> _WRITTEN TASK_: Pick out every line below that contains the string "leaf" and copy each of those lines. Case counts.

> _INPUT RECORDS_:
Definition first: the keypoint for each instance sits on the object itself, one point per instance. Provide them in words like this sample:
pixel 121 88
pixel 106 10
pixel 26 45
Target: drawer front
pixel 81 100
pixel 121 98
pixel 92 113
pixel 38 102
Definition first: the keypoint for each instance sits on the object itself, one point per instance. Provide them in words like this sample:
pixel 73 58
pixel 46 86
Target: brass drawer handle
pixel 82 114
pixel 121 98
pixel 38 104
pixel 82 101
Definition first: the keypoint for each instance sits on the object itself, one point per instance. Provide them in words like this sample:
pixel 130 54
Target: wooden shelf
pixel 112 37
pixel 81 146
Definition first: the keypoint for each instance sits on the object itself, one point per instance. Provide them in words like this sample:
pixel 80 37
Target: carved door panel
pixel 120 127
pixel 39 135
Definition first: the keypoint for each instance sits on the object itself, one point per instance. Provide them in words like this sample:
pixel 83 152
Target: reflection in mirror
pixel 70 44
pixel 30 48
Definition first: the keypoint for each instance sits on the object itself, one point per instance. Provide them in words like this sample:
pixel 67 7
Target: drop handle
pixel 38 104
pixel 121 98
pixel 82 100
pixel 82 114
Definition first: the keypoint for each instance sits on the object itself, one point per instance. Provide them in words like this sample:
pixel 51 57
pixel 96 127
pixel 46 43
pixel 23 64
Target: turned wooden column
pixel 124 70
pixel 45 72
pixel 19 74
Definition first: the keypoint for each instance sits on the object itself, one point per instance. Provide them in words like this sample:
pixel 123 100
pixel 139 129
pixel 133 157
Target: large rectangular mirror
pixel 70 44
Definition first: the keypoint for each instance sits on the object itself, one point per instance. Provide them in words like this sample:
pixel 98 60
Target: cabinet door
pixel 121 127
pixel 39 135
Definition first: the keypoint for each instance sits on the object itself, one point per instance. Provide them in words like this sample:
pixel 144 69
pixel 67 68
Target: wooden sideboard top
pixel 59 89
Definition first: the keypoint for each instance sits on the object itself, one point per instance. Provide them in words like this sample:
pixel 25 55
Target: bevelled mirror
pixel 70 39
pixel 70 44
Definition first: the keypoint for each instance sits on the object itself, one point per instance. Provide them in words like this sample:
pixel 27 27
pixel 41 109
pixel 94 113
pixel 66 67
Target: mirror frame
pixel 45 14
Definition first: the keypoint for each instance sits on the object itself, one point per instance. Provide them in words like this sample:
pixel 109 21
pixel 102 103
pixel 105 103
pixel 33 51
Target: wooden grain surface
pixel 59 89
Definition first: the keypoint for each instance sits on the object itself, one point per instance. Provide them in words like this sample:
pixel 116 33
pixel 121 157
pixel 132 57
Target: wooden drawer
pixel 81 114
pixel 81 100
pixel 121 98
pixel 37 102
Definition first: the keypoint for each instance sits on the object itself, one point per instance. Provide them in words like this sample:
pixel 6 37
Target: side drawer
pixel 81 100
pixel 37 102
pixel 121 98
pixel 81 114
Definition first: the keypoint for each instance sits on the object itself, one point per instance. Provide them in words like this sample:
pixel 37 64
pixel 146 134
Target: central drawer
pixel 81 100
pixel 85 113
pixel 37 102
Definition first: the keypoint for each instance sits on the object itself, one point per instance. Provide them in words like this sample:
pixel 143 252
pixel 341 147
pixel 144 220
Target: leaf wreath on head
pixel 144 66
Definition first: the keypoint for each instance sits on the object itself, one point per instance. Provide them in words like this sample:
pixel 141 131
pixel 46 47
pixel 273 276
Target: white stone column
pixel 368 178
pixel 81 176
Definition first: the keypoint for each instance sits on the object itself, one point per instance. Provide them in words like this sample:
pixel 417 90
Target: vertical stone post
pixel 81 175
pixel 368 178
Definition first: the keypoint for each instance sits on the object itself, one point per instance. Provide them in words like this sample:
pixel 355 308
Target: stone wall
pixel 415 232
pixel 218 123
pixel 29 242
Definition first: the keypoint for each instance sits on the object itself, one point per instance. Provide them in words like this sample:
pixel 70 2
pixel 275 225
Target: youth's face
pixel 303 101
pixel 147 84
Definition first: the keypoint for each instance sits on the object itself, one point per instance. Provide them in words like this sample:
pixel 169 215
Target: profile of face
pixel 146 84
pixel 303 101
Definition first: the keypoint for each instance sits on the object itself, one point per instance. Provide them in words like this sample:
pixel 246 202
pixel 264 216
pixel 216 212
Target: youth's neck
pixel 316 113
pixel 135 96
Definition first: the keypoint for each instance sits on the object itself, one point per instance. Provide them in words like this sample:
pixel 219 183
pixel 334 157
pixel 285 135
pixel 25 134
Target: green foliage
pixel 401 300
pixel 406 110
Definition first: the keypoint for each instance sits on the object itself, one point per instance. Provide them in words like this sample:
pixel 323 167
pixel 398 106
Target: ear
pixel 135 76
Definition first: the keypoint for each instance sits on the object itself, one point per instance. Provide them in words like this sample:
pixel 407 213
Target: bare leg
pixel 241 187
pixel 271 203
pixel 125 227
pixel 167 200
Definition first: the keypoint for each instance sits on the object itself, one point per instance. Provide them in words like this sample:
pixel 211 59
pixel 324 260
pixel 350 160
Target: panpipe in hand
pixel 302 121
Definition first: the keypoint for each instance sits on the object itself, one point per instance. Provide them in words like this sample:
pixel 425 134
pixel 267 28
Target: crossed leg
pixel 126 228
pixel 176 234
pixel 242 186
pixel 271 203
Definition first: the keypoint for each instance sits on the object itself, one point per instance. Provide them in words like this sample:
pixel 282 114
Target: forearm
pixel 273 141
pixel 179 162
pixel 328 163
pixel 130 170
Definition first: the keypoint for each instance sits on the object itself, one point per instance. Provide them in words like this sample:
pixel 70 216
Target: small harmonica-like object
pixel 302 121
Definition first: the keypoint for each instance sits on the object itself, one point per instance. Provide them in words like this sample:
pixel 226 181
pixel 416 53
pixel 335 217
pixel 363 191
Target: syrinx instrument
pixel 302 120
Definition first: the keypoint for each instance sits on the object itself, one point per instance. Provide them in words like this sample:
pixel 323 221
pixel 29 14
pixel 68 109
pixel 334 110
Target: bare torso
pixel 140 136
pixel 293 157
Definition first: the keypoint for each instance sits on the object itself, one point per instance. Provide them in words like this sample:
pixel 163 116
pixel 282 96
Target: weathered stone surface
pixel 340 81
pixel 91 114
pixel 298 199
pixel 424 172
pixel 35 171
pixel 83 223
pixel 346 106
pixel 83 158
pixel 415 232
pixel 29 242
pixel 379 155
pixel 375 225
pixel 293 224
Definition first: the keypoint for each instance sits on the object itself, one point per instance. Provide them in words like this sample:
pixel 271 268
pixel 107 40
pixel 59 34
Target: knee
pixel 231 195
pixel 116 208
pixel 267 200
---
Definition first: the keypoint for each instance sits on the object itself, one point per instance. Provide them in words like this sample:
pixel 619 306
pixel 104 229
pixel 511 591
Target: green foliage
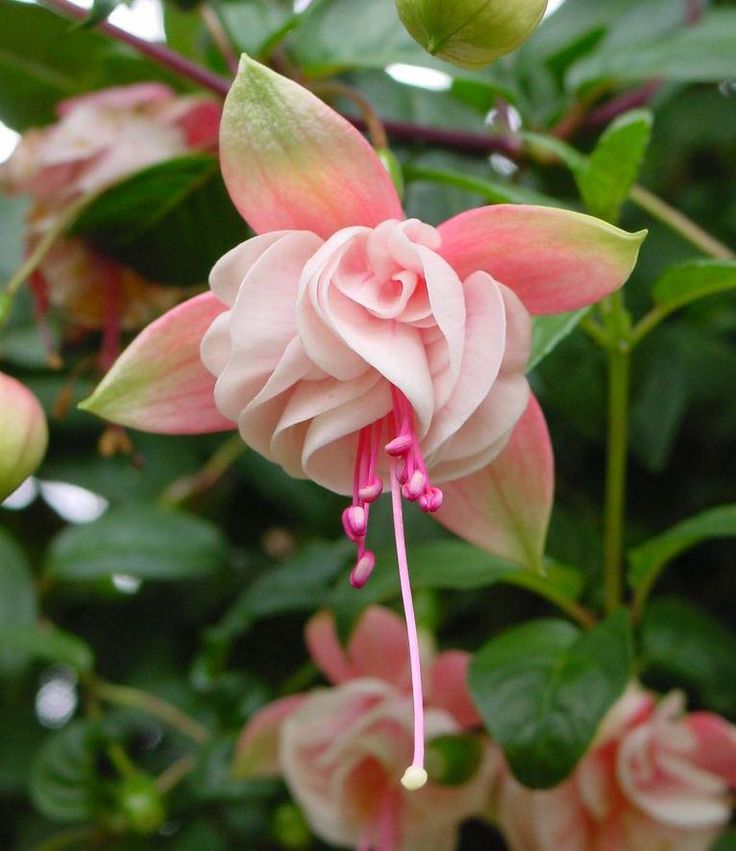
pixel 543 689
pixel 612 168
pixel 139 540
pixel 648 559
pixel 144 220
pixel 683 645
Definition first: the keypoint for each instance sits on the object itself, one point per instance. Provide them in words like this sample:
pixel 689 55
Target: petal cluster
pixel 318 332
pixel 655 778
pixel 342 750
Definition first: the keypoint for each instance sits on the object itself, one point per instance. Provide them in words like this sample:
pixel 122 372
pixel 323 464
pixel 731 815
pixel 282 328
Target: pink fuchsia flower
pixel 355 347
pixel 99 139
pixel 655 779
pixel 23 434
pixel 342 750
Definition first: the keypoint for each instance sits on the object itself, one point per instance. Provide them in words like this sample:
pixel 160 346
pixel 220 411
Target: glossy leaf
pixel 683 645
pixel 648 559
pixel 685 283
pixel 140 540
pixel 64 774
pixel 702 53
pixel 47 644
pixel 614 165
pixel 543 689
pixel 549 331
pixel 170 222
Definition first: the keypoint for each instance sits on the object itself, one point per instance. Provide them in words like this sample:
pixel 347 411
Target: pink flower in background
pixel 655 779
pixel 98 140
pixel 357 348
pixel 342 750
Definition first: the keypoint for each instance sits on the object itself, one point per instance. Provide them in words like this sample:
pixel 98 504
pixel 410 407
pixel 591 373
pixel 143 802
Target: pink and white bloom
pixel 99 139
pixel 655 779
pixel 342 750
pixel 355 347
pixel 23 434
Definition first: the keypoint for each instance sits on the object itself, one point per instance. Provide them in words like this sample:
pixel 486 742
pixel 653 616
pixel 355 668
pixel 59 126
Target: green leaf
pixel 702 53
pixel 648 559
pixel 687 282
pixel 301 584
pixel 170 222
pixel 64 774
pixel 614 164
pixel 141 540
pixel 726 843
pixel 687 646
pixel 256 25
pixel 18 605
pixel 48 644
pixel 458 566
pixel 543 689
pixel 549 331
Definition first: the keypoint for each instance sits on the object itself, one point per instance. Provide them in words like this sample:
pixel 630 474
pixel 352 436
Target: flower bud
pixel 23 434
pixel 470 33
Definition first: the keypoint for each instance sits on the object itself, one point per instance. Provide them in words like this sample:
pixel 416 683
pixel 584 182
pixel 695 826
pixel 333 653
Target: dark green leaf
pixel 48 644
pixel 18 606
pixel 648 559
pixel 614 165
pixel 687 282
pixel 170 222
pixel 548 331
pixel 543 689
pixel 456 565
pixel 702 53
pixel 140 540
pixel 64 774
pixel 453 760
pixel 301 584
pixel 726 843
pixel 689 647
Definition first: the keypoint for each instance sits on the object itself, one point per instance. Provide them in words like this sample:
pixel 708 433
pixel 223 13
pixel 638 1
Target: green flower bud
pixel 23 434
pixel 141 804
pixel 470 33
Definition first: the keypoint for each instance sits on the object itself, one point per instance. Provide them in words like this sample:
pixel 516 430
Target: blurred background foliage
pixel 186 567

> _FULL ANSWER_:
Target: leaf wreath on head
Target: glossy leaf
Target: green leaf
Target: dark green leaf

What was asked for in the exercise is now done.